Excerpt
Apply the deployment
Now apply the configuration using kustomize:
| Env | Command |
|---|---|
| QA | kubectl apply -k overlays/qa/ --server-side=true |
| Production | kubectl apply -k overlays/production/ --server-side=true |
Make sure you are in the right namespace and context before applying the config. The namespace and contexts are set up by your IT Kubernetes administrator. QA typically uses the qa- prefix.
Adding the flag --server-side=true is critical once your datasets.xml file grows larger than 256kB. The API has a file size limit so this work needs to be passed off to the cluster rather than the API.
Check the status of your deployment:
kubectl get pods
5. Dataset XML Generation in Kubernetes
Adding new datasets to ERDDAP requires generating an XML block for the datasets.xml file. ERDDAP ships with two interactive utilities, GenerateDatasetsXml.sh and DasDds.sh, which you can run directly inside your active pod.

Task item
Reproduce in full, word for word, the excerpt on applying the Kubernetes deployment.

Provided data
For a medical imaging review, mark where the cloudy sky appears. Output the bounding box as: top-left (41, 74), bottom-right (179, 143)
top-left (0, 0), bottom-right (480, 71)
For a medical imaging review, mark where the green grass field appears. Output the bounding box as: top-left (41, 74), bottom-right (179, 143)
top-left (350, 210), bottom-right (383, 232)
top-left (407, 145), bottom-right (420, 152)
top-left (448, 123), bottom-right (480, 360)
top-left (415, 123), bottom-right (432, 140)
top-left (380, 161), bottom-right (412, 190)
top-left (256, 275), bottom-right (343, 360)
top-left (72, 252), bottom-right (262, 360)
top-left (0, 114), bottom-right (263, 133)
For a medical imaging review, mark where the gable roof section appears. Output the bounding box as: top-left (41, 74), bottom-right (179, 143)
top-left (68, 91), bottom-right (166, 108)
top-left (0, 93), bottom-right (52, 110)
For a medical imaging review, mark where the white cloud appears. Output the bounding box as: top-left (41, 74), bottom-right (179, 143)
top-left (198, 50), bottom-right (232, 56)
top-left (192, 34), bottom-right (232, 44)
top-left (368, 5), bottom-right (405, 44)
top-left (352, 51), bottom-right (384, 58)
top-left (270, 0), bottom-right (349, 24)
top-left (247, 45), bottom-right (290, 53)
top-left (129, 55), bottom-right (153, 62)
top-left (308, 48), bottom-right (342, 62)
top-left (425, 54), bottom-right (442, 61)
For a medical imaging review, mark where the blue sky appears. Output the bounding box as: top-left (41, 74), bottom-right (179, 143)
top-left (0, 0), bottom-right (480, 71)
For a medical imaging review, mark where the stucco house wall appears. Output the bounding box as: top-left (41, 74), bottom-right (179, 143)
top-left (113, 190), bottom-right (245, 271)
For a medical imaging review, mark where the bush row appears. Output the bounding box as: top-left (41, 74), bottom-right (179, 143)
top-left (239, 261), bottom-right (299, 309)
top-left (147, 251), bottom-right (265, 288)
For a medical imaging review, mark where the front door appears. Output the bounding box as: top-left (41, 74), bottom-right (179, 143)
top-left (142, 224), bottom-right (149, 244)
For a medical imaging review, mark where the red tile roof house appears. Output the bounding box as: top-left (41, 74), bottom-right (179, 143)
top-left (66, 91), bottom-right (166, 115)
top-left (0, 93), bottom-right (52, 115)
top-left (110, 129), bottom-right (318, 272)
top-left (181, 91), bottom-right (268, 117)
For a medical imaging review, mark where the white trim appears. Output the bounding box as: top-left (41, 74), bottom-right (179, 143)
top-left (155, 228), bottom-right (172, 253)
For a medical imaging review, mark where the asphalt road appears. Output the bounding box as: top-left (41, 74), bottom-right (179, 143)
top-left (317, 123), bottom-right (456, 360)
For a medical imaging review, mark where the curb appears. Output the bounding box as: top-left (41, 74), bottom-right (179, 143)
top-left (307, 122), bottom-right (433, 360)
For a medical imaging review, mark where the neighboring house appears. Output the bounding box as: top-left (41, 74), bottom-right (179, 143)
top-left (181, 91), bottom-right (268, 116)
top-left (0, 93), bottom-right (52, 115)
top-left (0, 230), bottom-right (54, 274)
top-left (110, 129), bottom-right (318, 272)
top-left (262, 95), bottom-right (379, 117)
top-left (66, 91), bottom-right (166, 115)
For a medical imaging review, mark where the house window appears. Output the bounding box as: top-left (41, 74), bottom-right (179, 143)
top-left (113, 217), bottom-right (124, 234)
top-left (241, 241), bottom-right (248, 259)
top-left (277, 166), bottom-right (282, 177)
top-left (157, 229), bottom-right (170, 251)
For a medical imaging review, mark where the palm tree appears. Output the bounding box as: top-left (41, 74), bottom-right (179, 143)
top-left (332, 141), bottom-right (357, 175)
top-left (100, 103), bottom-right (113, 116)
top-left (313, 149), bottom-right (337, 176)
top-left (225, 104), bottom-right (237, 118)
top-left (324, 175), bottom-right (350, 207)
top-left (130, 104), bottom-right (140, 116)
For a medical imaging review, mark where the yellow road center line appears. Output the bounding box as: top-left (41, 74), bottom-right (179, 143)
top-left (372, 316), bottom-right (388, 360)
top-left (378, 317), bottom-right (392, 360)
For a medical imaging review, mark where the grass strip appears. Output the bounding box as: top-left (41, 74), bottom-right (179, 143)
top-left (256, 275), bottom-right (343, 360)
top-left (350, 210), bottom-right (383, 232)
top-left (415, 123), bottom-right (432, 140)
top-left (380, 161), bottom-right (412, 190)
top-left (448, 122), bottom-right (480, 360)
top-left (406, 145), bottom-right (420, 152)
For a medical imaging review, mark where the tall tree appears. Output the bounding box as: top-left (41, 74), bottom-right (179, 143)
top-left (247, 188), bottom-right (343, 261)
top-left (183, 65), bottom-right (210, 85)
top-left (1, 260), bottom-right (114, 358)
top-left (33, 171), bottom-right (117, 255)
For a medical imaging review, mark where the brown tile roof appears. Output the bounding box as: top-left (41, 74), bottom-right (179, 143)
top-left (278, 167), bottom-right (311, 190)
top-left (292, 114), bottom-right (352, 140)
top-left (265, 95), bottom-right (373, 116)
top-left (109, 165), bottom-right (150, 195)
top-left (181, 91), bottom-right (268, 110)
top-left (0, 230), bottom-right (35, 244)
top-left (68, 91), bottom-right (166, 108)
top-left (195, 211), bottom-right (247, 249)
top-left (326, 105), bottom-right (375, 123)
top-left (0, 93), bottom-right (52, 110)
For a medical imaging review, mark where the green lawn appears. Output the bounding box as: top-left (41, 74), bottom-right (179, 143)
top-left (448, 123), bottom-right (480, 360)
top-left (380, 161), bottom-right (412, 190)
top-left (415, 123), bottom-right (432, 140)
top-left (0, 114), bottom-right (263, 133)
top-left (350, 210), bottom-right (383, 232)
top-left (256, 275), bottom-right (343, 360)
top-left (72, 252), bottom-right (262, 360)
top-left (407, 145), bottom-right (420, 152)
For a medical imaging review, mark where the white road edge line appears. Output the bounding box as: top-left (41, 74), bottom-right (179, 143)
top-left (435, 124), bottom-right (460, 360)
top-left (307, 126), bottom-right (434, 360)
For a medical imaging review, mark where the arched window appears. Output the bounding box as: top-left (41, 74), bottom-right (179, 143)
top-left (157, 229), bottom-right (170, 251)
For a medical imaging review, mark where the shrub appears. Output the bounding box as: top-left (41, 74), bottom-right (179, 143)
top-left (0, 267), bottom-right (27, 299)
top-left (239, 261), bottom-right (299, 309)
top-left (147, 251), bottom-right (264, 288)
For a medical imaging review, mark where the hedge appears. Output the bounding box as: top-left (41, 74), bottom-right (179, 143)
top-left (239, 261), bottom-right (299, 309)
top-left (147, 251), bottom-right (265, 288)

Exercise solution
Apply the deployment
Now apply the configuration using kustomize:
| Env | Command |
|---|---|
| QA | kubectl apply -k overlays/qa/ --server-side=true |
| Production | kubectl apply -k overlays/production/ --server-side=true |
Make sure you are in the right namespace and context before applying the config. The namespace and contexts are set up by your IT Kubernetes administrator. QA typically uses the qa- prefix.
Adding the flag --server-side=true is critical once your datasets.xml file grows larger than 256kB. The API has a file size limit so this work needs to be passed off to the cluster rather than the API.
Check the status of your deployment:
kubectl get pods
5. Dataset XML Generation in Kubernetes
Adding new datasets to ERDDAP requires generating an XML block for the datasets.xml file. ERDDAP ships with two interactive utilities, GenerateDatasetsXml.sh and DasDds.sh, which you can run directly inside your active pod.